# Random af travel. No research or destination.



## Deleted member 20975 (May 29, 2019)

.Im looking to hear and possibly share stories of some of the most random places you ended up in. Plans got changed, or you literally just went a direction and saw where it took you. With the proper preparation and a quick with just about anything is possible. The road less walked can lead to some asweome and terrible places.


----------



## superphoenix (May 29, 2019)

Mentioned this in another thread, but I opened up Google Maps and found the nearest big city, Sac (I was in Tahoe at the time). That decision sparked an incredible chain of events


----------



## Koala (May 29, 2019)

Was hitching out of Flagstaff, AZ to Needles, CA with @croc and a guy picked us up and said, "I can't drive you ther cause I have warrents in Cali, but I'll buy you Amtrak tickets there if you come with me to Sedona. Also I have a dank jug of beer in the car we can share." And that was that. It was such a gorgeous drive and day down in Sedona! Never would have ended up there otherwise since it wasn't on our planned route.

────

*TASK INSTRUCTIONS*: Pick up the forum thread above about unplanned travel and continue it after its last post. The records are separate material with no connection to the travel thread above.

────

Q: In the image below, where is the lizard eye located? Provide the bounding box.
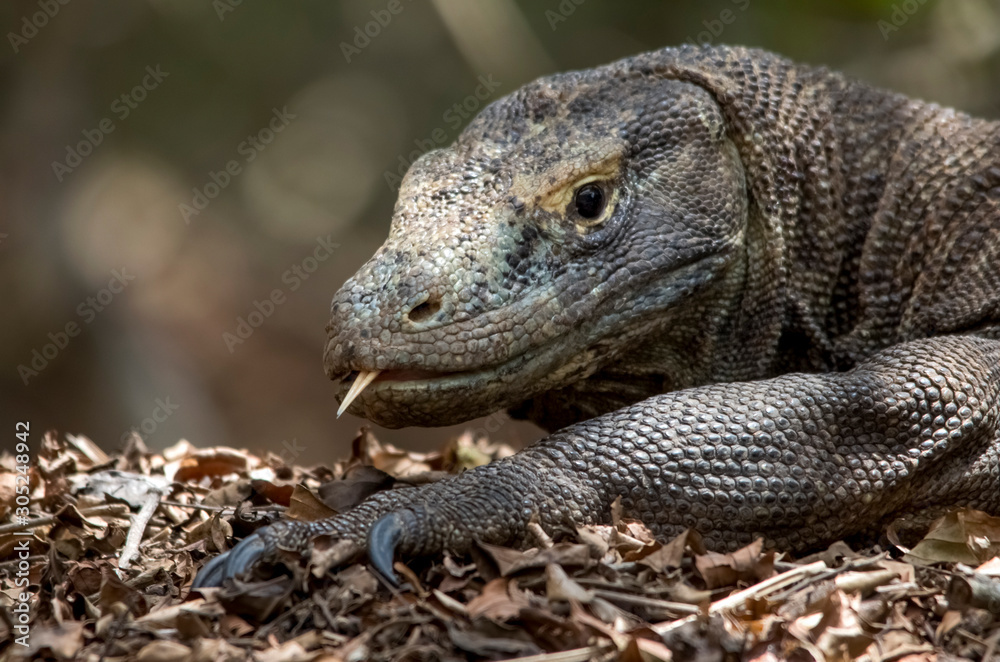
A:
[576,183,605,220]
[566,177,617,234]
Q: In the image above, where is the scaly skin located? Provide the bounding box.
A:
[198,47,1000,585]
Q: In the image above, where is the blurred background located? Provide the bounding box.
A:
[0,0,1000,464]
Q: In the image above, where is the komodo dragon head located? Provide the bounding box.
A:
[324,52,749,428]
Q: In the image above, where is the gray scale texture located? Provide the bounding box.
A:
[195,47,1000,588]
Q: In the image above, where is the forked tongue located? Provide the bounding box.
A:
[337,370,382,418]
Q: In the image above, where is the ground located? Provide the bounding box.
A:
[0,430,1000,662]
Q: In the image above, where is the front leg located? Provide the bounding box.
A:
[196,337,1000,586]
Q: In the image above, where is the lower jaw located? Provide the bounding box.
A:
[334,348,576,428]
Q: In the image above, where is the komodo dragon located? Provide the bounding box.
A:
[191,47,1000,586]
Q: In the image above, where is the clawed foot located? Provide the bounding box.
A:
[191,514,403,589]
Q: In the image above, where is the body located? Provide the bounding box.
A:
[199,47,1000,583]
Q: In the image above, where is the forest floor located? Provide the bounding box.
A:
[0,430,1000,662]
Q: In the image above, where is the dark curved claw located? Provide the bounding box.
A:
[191,552,229,590]
[368,513,403,587]
[191,527,275,589]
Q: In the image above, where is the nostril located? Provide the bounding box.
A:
[406,296,441,322]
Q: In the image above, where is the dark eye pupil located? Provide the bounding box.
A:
[576,184,604,218]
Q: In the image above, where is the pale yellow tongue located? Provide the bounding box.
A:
[337,370,382,418]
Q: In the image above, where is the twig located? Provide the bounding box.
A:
[0,503,128,535]
[510,646,609,662]
[652,561,828,636]
[590,588,701,614]
[118,490,163,570]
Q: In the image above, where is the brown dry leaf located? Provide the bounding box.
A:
[903,509,1000,566]
[317,464,396,513]
[576,524,612,559]
[250,478,299,507]
[135,639,191,662]
[285,485,337,522]
[788,591,873,660]
[637,529,707,572]
[97,564,149,617]
[466,577,530,621]
[479,542,592,577]
[441,430,493,473]
[545,563,594,604]
[170,447,254,483]
[976,556,1000,577]
[24,621,85,660]
[254,639,316,662]
[351,426,441,478]
[694,538,774,588]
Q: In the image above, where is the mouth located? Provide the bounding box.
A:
[337,370,446,418]
[337,345,560,417]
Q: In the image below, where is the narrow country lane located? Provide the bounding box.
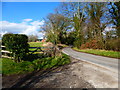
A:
[62,48,118,73]
[62,47,120,88]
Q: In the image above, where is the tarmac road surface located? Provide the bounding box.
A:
[62,47,118,73]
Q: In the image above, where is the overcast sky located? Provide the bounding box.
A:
[0,2,59,38]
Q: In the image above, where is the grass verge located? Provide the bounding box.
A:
[73,47,120,58]
[0,54,70,75]
[28,42,43,47]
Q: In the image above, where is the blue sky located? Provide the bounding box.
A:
[2,2,59,22]
[0,2,60,38]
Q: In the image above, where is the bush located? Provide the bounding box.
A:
[105,38,120,51]
[0,54,70,75]
[2,34,29,61]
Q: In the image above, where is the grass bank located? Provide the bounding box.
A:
[0,54,70,75]
[28,42,43,47]
[73,47,120,58]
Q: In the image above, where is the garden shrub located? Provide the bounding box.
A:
[2,34,29,62]
[80,39,104,49]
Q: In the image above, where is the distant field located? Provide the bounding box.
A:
[73,48,120,58]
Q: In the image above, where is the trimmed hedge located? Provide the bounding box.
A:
[2,34,29,62]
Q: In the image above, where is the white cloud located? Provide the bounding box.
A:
[23,19,32,22]
[0,19,44,38]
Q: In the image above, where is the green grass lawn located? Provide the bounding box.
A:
[0,54,70,75]
[29,42,43,47]
[73,47,120,58]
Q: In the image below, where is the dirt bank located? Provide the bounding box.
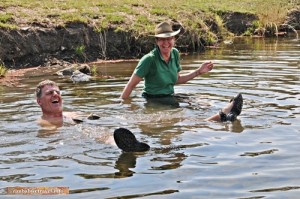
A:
[0,10,300,69]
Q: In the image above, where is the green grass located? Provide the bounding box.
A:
[0,64,8,77]
[0,0,300,34]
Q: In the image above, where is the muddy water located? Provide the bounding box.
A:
[0,38,300,198]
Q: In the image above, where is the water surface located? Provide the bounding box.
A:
[0,38,300,198]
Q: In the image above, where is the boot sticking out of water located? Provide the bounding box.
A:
[114,128,150,152]
[219,93,243,122]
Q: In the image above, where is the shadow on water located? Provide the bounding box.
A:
[0,38,300,198]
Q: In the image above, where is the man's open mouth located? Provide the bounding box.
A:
[52,100,59,104]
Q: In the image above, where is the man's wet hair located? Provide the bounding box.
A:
[35,79,58,98]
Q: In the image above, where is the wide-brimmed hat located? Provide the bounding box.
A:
[154,21,180,38]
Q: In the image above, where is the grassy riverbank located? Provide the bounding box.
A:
[0,0,300,76]
[0,0,300,34]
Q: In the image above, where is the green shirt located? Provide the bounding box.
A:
[134,47,181,95]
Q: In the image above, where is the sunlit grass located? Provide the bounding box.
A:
[0,0,300,33]
[0,64,8,78]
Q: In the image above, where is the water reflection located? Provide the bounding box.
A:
[0,38,300,198]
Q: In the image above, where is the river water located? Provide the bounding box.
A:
[0,38,300,198]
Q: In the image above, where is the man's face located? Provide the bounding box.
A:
[156,37,175,54]
[37,85,62,114]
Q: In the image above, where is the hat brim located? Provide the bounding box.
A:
[154,29,180,38]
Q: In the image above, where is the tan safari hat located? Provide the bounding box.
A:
[154,21,180,38]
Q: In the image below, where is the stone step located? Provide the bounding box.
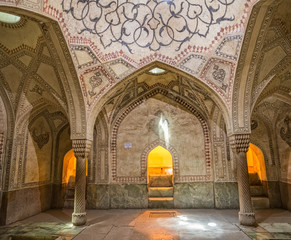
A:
[149,197,174,209]
[149,187,174,197]
[149,175,173,187]
[252,197,270,209]
[250,185,266,197]
[64,198,74,208]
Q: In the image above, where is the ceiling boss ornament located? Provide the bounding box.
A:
[62,0,235,53]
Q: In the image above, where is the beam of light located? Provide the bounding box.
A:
[159,116,170,145]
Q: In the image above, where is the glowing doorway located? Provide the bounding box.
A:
[63,150,76,183]
[247,143,267,181]
[147,146,174,208]
[147,146,173,181]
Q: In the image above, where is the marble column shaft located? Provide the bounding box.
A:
[230,134,256,226]
[72,139,92,226]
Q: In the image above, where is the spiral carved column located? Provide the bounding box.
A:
[230,134,256,226]
[72,139,92,226]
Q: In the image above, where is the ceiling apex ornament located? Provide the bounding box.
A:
[62,0,235,53]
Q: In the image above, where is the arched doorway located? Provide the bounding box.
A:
[247,143,267,183]
[147,146,174,208]
[62,149,88,208]
[62,150,76,208]
[247,143,270,209]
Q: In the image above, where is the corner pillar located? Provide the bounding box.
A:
[229,134,256,226]
[72,139,92,226]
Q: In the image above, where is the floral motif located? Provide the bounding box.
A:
[62,0,235,53]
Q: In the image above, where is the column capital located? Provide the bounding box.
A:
[72,139,92,158]
[229,134,250,153]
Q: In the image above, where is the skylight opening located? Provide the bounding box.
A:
[0,12,20,23]
[149,67,166,74]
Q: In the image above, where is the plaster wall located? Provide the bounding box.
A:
[5,184,52,224]
[24,118,53,183]
[87,182,239,209]
[276,110,291,210]
[117,98,206,180]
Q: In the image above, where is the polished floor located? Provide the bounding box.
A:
[0,209,291,240]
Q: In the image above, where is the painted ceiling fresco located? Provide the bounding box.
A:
[0,0,289,127]
[62,0,237,54]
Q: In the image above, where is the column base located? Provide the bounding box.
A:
[238,212,257,226]
[72,212,87,226]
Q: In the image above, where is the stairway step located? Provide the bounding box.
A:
[250,185,266,197]
[149,187,174,197]
[251,197,270,209]
[149,197,174,209]
[149,175,173,187]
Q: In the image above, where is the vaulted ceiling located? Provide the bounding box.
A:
[0,0,291,139]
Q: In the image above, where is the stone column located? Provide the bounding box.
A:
[72,139,92,226]
[229,134,256,226]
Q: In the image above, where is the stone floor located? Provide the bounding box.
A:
[0,209,291,240]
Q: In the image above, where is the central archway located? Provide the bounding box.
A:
[147,146,173,187]
[147,145,174,208]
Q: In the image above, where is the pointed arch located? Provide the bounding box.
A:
[88,61,231,140]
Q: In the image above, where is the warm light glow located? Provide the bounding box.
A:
[62,150,88,183]
[208,223,216,227]
[159,116,170,144]
[63,150,76,183]
[148,146,173,168]
[0,12,20,23]
[149,67,166,74]
[247,143,267,180]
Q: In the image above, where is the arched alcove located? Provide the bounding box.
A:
[247,143,267,181]
[147,146,173,187]
[62,150,76,183]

────

*FINAL RESULT*:
----------



## Deleted member 24782 (May 29, 2019)

OMG story of my life, where to begin.....


----------



## RoadFlower33 (May 29, 2019)

Brodiesel710 said:


> OMG story of my life, where to begin.....


At birth. Let's hear it all...


----------



## Deleted member 24782 (May 29, 2019)

HAHA, fuck no. I'd get banned.


----------



## Deleted member 24782 (May 29, 2019)

BirdDaddy said:


> At birth. Let's hear it all...



HAHA, fuck no. I'd get banned.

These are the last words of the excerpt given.